◆ TASK PROMPT ◆
Once the images are set aside, output the listing exactly as it stands.

◆ DATA RECORDS ◆
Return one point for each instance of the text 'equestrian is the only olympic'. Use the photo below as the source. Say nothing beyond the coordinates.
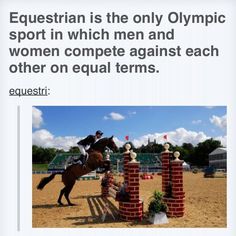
(113, 17)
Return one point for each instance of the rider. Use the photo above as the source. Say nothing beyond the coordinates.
(83, 145)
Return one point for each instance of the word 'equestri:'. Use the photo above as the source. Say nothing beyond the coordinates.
(152, 17)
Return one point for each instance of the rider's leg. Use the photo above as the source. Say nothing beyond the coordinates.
(83, 153)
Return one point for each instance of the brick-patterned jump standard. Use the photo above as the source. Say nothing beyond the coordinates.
(132, 210)
(172, 183)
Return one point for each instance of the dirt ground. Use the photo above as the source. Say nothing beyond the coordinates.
(205, 204)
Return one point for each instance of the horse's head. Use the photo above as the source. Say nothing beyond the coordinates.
(111, 144)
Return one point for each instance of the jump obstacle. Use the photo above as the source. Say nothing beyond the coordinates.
(132, 209)
(172, 185)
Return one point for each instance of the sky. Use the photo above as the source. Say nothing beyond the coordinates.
(63, 126)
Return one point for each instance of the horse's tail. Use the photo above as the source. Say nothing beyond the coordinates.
(46, 180)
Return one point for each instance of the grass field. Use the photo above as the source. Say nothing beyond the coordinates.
(40, 167)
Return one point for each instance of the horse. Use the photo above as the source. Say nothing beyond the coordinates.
(70, 175)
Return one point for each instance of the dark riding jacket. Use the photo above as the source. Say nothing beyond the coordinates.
(89, 140)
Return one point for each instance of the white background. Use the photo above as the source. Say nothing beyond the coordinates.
(181, 81)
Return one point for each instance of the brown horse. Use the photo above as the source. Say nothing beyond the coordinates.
(70, 175)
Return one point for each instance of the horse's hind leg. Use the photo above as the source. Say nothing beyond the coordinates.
(68, 189)
(60, 196)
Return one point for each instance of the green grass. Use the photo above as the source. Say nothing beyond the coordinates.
(40, 167)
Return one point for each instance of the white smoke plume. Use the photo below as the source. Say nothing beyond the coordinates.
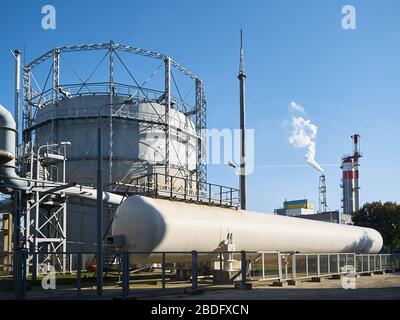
(295, 106)
(303, 135)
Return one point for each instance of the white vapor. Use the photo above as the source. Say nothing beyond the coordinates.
(297, 107)
(303, 135)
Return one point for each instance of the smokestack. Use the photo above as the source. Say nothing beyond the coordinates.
(323, 207)
(356, 156)
(242, 80)
(347, 185)
(17, 109)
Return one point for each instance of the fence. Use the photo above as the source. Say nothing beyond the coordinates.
(166, 186)
(127, 273)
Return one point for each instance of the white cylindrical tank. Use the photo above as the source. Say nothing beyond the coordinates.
(149, 224)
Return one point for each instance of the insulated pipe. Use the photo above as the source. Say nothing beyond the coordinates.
(9, 179)
(156, 225)
(8, 133)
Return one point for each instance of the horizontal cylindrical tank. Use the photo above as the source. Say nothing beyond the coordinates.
(149, 224)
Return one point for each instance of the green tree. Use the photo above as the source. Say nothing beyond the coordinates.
(383, 217)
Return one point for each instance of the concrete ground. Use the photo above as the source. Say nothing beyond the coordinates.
(375, 287)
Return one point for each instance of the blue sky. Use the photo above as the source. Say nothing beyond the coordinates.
(347, 80)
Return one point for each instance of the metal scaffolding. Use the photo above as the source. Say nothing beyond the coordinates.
(44, 214)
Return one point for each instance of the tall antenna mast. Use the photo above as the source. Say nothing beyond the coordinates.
(323, 207)
(242, 80)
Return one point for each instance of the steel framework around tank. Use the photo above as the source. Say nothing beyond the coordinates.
(34, 100)
(53, 90)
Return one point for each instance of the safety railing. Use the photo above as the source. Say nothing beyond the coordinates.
(103, 88)
(178, 188)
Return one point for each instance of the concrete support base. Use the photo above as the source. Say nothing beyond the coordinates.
(243, 286)
(278, 284)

◆ ANSWER BOX ◆
Return one point for each instance of the text 'equestrian is the only olympic'. Use the photo below as the source. Say nothing beyond the coordinates.
(113, 17)
Return one point for each instance of the rider. Use the photo above as the source. Say nothing beyond the coordinates.
(83, 145)
Return one point for each instance of the word 'equestri:'. Use the photo above as the source. Say nothing beyond the coordinates.
(152, 17)
Return one point for each instance of the rider's leg. Use the photo above as the source. Say nothing beyond the coordinates.
(83, 153)
Return one point for each instance of the brick-patterned jump standard. Use the photo above as the source. Say nothing beyond the coordinates.
(132, 210)
(172, 183)
Return one point for each instance of the dirt ground. Use the photo above as the source. Say nothing beyond the coordinates.
(205, 204)
Return one point for each instance of the horse's head. Use the photo above as the source. Say nothing beyond the coordinates.
(111, 144)
Return one point for each instance of the jump obstacle. Use the photo above as the source. Say nothing beyond the coordinates.
(132, 209)
(172, 185)
Return one point for each instance of the sky. Use the photo above as the source. Say nothing beyond the coordinates.
(63, 126)
Return one point for each instance of the horse's tail. Use the photo above as the source. Say nothing beyond the coordinates.
(46, 180)
Return one point for each instance of the grass field. Use the photo above as the source. Say nothing beyond the coordinates.
(40, 167)
Return one point for each instance of the horse. Use the photo above as the source. Say nothing beyond the coordinates.
(70, 175)
Return one point for each instance of the dark riding jacket. Use the photo above as the source. Say nothing beyond the coordinates.
(89, 140)
Return one point for each instance of the white background. Use the photo above as the source. Say nothing beyond the coordinates.
(181, 81)
Return one point for each instance of the brown horse. Use the photo above as the source. Say nothing beyond the coordinates.
(70, 175)
Return one point for each instance of the horse's hind leg. Use the photo above as the source. Say nothing beyond the coordinates.
(68, 189)
(60, 196)
Return one point for each instance of the green grass. Use the photo above as the source. Say nothing beyond the coordinates.
(40, 167)
Return one point for each instance of the white smoke plume. Use the photo below as the source. Say nothing beyond the coordinates.
(295, 106)
(303, 135)
Return one point for each instance of the white vapor. Use the photo above as the source. Say nothing beyond the coordinates.
(297, 107)
(303, 135)
Return one point for each instance of the smokestack. Use the photo above as the source. Say nothing beyond the coordinates.
(323, 207)
(356, 156)
(242, 80)
(347, 185)
(17, 109)
Return one point for each instance of the fence. Use the photo above as the source. Say nothing beyond the coordinates.
(166, 186)
(127, 273)
Return one point for each instance of the white cylindrical tank. Use the photo above as the source. Say nothing beyond the coordinates.
(149, 224)
Return one point for each instance of the insulated pipe. Use the photo above as the source. Say nothing beyond the coordinates.
(9, 179)
(156, 225)
(8, 133)
Return one point for each instance of the horizontal cylindrical tank. Use the photo above as the source. Say nothing beyond the coordinates.
(149, 224)
Return one point for each instance of the green tree. Use the photo above as the source. Say nothing beyond the coordinates.
(383, 217)
Return one point for each instance of the concrete ground. Use the photo above as the source. Say nothing beyond the coordinates.
(375, 287)
Return one point for each instance of the blue sky. Use the photo above as the source. Say nothing beyond the coordinates.
(347, 80)
Return one point for each instance of the metal scaffolding. Use the photo above as the source. Say nothing beyond the coordinates.
(44, 214)
Return one point for each instance of the tall antenna mast. Use the photo above as the source. Say nothing beyond the coordinates.
(323, 207)
(242, 80)
Return one point for each instance of the steel framework around tank. Use the photo above as the source. Say nothing beyond the coordinates.
(34, 100)
(53, 90)
Return one point for each instance of the safety railing. Use the photo above as the source. Say nothing beyond the coordinates.
(103, 88)
(178, 188)
Return one point for each instance of the concrete support base. Use the photo above as the source. Say nothing beyond the coordinates.
(243, 286)
(278, 284)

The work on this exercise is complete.